REQUEST
Copy out the listing below line for line, with no changes.
___
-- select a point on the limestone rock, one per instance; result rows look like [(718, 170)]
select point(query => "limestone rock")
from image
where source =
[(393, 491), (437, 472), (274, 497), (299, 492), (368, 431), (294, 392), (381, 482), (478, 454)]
___
CORRECT RESPONSE
-- select a point on the limestone rock, one per instance; result rows look like [(718, 170)]
select point(query => "limestone rock")
from image
where source =
[(393, 491), (437, 472), (274, 497), (299, 492), (368, 431), (294, 392), (381, 482), (478, 454)]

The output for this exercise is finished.